§ **Try it**
Reproduce the records below exactly as shown.

§ **Provided data**

----------

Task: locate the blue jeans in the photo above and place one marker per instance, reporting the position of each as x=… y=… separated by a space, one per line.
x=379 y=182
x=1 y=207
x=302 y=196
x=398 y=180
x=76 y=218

----------

§ **Task answer**
Task: locate the blue jeans in the photo above and place one marker per instance, reporting the position of each as x=… y=… separated by a space, one per line.
x=379 y=182
x=1 y=207
x=302 y=196
x=398 y=180
x=76 y=218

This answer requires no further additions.